Your task is to write out exactly the lines from the line containing "grilled olive ->" through the end of the records, inclusive at both ends.

::: DATASET

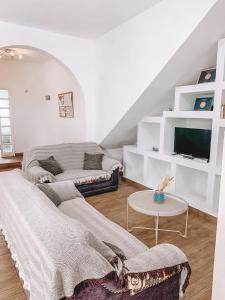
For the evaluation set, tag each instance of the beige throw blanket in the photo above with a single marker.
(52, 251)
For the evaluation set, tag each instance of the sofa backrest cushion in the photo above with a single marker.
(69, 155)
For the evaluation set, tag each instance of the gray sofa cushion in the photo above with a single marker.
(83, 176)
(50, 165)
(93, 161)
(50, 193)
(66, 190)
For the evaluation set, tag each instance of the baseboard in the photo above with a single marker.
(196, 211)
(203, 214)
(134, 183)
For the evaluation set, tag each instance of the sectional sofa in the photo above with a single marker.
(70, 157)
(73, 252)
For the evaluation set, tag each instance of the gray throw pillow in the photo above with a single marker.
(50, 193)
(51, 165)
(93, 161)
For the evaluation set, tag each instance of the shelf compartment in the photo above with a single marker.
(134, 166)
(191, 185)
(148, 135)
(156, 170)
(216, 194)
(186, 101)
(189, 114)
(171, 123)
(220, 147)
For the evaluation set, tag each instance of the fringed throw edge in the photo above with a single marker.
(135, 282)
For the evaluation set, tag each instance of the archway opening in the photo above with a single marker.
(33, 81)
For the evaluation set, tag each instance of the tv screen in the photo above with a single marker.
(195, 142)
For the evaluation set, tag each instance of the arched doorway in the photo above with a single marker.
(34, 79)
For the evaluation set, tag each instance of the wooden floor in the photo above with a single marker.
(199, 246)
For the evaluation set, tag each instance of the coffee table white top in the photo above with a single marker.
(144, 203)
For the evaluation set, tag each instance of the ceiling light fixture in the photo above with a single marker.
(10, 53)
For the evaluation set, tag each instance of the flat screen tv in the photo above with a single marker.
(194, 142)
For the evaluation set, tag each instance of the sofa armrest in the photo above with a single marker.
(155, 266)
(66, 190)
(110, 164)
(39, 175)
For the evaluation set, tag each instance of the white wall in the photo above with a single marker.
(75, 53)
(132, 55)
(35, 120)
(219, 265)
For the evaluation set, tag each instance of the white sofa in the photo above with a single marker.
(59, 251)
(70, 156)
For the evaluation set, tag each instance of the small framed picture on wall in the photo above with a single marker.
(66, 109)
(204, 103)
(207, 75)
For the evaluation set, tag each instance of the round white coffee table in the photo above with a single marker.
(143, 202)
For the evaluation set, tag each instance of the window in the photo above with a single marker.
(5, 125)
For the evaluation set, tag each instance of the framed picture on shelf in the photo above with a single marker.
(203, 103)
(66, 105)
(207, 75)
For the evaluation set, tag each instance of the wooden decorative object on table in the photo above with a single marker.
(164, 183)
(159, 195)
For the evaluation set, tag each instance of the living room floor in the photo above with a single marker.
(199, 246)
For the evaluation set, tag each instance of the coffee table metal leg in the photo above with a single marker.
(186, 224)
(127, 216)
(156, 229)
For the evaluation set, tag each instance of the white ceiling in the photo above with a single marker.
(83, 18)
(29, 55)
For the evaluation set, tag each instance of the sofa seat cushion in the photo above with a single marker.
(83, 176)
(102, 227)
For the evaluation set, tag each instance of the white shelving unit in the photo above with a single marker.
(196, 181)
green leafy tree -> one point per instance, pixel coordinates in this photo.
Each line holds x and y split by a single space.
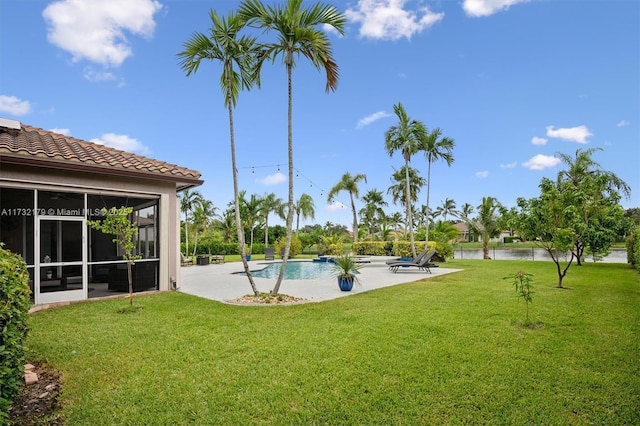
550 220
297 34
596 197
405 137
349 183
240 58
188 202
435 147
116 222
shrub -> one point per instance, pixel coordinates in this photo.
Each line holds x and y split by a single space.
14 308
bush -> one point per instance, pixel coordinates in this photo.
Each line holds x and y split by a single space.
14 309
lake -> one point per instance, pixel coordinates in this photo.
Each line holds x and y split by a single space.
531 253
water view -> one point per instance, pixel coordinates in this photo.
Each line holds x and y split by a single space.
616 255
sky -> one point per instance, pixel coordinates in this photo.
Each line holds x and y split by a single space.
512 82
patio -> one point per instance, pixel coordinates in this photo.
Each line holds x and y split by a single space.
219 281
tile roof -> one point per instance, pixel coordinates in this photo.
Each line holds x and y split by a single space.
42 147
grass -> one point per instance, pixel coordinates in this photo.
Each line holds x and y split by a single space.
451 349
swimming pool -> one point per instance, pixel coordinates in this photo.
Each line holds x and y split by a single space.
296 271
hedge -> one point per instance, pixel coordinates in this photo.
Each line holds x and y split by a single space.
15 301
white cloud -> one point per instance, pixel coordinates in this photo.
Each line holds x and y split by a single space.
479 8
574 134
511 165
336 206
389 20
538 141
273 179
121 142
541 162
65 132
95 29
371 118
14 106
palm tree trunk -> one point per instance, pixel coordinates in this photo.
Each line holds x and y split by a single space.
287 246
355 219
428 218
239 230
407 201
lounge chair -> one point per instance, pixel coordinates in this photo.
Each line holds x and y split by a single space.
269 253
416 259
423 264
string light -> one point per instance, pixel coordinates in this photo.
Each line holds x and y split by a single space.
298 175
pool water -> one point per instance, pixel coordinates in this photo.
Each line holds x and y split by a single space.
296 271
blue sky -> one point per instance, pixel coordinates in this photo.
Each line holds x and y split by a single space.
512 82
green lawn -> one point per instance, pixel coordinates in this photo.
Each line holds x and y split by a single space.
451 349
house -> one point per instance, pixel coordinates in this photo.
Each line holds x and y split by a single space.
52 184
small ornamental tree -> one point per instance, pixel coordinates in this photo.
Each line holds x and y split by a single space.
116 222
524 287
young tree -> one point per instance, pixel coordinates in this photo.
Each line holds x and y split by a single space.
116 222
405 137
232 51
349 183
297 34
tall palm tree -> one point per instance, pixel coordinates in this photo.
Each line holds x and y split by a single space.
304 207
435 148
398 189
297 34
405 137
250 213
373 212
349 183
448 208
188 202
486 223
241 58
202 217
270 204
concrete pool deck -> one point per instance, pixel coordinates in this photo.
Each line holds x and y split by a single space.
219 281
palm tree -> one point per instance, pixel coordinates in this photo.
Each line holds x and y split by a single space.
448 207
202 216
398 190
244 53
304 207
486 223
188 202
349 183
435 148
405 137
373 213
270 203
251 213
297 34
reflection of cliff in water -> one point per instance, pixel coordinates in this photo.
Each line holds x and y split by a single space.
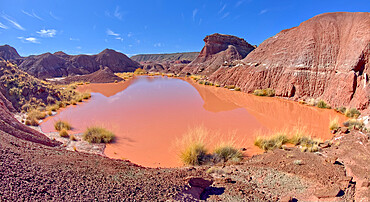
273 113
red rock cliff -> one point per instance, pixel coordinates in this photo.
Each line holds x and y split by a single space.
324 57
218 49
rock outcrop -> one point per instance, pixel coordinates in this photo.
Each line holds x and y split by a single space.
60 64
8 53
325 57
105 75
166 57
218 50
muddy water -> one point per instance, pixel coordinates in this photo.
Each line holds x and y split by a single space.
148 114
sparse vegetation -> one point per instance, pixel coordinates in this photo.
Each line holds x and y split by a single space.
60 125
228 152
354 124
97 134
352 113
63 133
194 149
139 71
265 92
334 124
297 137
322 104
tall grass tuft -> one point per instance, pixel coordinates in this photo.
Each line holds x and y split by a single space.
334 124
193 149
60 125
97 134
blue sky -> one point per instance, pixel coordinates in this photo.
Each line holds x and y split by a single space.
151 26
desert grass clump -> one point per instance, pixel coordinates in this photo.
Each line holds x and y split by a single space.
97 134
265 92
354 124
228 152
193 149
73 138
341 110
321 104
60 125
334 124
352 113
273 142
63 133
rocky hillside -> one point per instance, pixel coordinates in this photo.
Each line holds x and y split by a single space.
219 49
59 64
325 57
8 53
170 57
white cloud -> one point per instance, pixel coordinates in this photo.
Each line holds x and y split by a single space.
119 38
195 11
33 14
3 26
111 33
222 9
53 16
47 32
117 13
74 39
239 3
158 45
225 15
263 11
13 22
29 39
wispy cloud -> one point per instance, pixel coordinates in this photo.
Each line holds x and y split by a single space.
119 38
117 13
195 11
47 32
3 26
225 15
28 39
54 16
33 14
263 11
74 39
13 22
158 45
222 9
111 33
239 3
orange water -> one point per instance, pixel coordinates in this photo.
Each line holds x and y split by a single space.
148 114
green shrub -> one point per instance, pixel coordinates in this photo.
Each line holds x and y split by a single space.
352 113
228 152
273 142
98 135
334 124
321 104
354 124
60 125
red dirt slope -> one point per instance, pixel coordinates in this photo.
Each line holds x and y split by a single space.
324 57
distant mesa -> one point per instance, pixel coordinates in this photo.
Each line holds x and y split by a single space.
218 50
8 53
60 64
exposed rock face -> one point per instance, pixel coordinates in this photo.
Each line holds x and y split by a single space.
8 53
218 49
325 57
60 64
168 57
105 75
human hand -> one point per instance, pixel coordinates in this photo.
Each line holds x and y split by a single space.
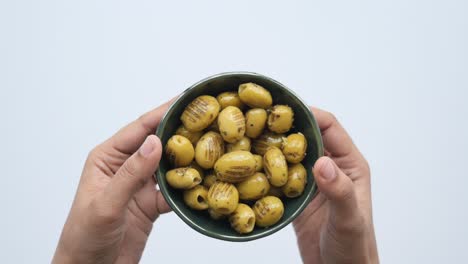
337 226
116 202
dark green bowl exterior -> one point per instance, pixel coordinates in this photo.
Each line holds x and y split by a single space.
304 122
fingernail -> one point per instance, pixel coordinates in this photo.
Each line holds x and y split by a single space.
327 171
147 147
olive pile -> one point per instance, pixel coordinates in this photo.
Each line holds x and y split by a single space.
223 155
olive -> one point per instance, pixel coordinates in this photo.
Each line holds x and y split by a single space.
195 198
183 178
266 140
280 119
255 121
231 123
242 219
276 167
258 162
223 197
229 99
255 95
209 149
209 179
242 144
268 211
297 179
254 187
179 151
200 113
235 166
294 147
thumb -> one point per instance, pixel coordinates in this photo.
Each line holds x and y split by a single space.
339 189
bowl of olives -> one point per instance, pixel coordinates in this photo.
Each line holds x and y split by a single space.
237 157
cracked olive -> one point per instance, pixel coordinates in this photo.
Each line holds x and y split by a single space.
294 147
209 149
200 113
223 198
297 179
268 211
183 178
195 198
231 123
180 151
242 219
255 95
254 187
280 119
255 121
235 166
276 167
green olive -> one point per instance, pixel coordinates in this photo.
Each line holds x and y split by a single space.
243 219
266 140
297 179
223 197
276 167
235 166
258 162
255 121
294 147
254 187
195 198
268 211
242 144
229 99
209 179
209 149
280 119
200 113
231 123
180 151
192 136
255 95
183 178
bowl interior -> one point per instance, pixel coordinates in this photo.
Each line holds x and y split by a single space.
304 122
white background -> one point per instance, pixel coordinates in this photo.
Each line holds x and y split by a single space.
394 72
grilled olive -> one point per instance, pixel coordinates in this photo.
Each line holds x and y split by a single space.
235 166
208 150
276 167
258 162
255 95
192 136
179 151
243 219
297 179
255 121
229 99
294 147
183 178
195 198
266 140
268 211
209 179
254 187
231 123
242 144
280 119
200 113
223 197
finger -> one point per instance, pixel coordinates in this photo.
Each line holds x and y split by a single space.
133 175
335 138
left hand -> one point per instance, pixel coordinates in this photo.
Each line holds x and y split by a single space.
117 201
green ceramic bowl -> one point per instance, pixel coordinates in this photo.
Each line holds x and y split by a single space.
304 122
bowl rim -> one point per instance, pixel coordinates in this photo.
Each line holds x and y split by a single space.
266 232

::::::

### OUTPUT OF THE EXERCISE:
grilled olive -> one point per instance, pixel coordinates in this photo.
Each line holds x and y split by a single space.
235 166
208 150
276 167
258 162
255 95
192 136
179 151
243 219
297 179
255 121
229 99
294 147
183 178
195 198
266 140
268 211
209 179
254 187
231 123
242 144
280 119
200 113
223 197
finger -> one point per instance, pixel coordinates in this photo.
Each line holds x and y split by a single space.
133 175
335 138
left hand -> one point per instance, pixel coordinates in this photo.
Each line holds x and y split by a single space.
117 201
green ceramic bowl -> one point per instance, pixel coordinates in this photo.
Each line holds x and y split by a single space.
304 122
bowl rim -> one point per instance, pixel coordinates in this photo.
Each line holds x and y split by a single space.
266 232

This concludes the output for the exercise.